- **WRITTEN EXERCISE 1**:
Return each line of the records below that contains the word "flat".

Tuesday, September 27, 2011

Plastic or Plastic?

If yesterday's project was a little too daunting for you, you'll love this one. Let's talk about plastic grocery bags.

I'm all about recycling and repurposing...to a point. That point is as long as it isn't too terribly inconvenient for me. For instance if we didn't have curbside recycling, I doubt I could make myself haul my own newspapers to the recycling center on a regular basis. I would feel guilty about tossing them in the trash, but not guilty enough to schlep all the way to the recycling place which is always located in a crappy part of town. I know. I'm selfish and lazy.

I will also admit that I use the plastic grocery bags from the store instead of bringing my own reusable bags with me. I really would love to do that but seriously, it's all I can do to remember to bring my debit card with me. I would constantly be forgetting the bags or using them for something else or they would be in the wash when I needed them, etc. I am clearly not mature enough for non-disposable grocery bags.

- **WRITTEN EXERCISE 2**:
Print the part of the plastic grocery bag post above word for word, starting at "I'm all about" and ending at "non-disposable grocery bags.".

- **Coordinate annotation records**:
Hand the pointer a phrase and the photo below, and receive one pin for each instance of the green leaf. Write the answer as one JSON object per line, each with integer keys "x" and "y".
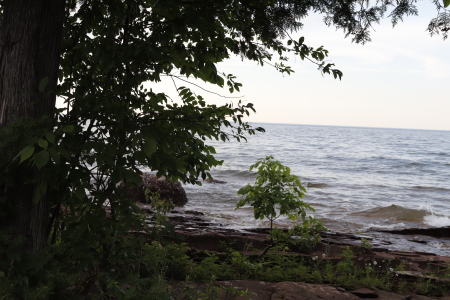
{"x": 41, "y": 159}
{"x": 149, "y": 147}
{"x": 50, "y": 137}
{"x": 26, "y": 153}
{"x": 43, "y": 143}
{"x": 43, "y": 84}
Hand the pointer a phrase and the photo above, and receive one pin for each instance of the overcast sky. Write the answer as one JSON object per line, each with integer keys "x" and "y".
{"x": 399, "y": 80}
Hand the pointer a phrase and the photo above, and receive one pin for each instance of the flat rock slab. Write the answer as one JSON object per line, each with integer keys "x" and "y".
{"x": 261, "y": 290}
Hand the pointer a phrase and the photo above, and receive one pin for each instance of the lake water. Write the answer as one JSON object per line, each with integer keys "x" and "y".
{"x": 357, "y": 179}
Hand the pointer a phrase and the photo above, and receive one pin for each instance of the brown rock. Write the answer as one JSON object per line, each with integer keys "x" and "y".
{"x": 364, "y": 293}
{"x": 169, "y": 190}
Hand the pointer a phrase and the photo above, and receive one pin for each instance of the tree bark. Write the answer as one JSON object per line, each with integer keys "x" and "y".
{"x": 30, "y": 45}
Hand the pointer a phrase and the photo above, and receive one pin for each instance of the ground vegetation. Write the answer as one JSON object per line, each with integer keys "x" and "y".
{"x": 60, "y": 168}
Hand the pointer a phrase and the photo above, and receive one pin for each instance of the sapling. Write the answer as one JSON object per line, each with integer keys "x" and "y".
{"x": 277, "y": 193}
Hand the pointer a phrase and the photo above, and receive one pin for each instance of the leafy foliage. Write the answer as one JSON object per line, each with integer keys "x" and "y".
{"x": 116, "y": 121}
{"x": 276, "y": 192}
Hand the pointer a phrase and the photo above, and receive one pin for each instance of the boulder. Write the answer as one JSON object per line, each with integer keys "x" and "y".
{"x": 167, "y": 189}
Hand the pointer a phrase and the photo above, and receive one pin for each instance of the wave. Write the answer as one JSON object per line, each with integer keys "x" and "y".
{"x": 436, "y": 221}
{"x": 316, "y": 185}
{"x": 429, "y": 188}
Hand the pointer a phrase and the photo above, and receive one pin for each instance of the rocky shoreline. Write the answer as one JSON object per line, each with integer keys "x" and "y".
{"x": 202, "y": 233}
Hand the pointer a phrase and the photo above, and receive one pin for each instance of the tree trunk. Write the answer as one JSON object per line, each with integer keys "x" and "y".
{"x": 30, "y": 45}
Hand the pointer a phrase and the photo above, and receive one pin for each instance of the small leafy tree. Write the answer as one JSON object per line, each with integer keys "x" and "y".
{"x": 277, "y": 193}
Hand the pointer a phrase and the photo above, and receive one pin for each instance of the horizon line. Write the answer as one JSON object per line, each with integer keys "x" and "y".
{"x": 349, "y": 126}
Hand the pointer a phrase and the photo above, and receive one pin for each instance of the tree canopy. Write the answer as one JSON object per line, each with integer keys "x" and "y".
{"x": 113, "y": 54}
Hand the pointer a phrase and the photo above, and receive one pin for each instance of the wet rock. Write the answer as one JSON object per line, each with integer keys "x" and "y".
{"x": 170, "y": 190}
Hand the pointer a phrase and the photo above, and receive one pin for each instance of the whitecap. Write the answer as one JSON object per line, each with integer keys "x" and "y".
{"x": 436, "y": 221}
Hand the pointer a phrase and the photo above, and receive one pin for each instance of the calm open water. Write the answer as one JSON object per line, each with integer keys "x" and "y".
{"x": 358, "y": 179}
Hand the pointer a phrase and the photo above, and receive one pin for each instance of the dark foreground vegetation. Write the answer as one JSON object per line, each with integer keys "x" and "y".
{"x": 60, "y": 168}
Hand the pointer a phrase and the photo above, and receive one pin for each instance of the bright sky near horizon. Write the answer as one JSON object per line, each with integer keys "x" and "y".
{"x": 399, "y": 80}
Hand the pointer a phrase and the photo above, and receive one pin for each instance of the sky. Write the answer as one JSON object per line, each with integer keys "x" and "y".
{"x": 399, "y": 80}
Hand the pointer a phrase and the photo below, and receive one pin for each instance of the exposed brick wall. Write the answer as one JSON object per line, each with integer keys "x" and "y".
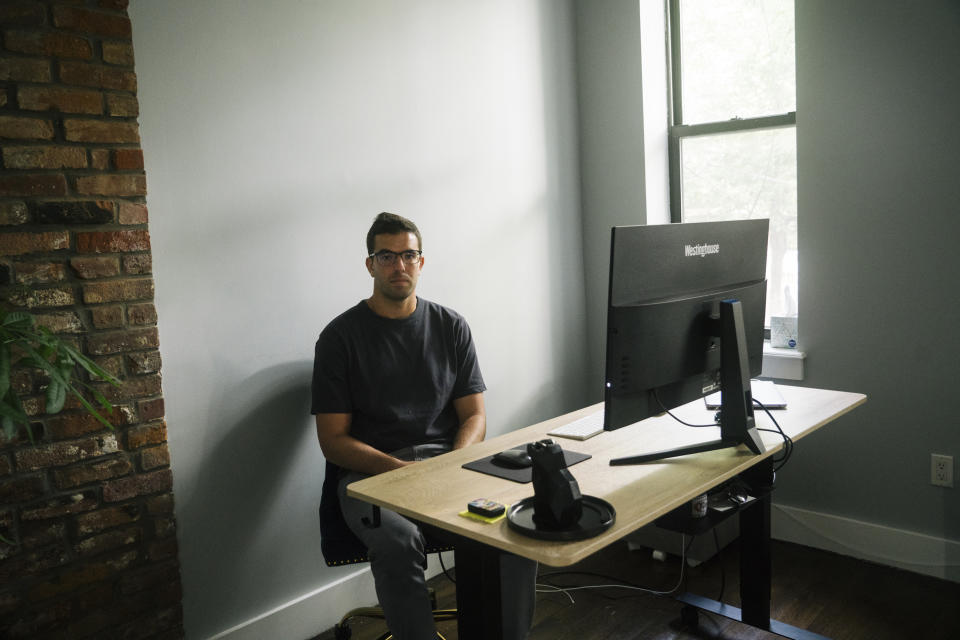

- **TASK SOLUTION 1**:
Hand the pointer a phrase and the photo above, and receive one pin for each instance of the flat rock slab. Write the answer as one JSON object per line, each with integer keys "x" and "y".

- **TASK SOLUTION 2**:
I'm all about recycling and repurposing...to a point. That point is as long as it isn't too terribly inconvenient for me. For instance if we didn't have curbside recycling, I doubt I could make myself haul my own newspapers to the recycling center on a regular basis. I would feel guilty about tossing them in the trash, but not guilty enough to schlep all the way to the recycling place which is always located in a crappy part of town. I know. I'm selfish and lazy.

I will also admit that I use the plastic grocery bags from the store instead of bringing my own reusable bags with me. I really would love to do that but seriously, it's all I can do to remember to bring my debit card with me. I would constantly be forgetting the bags or using them for something else or they would be in the wash when I needed them, etc. I am clearly not mature enough for non-disposable grocery bags.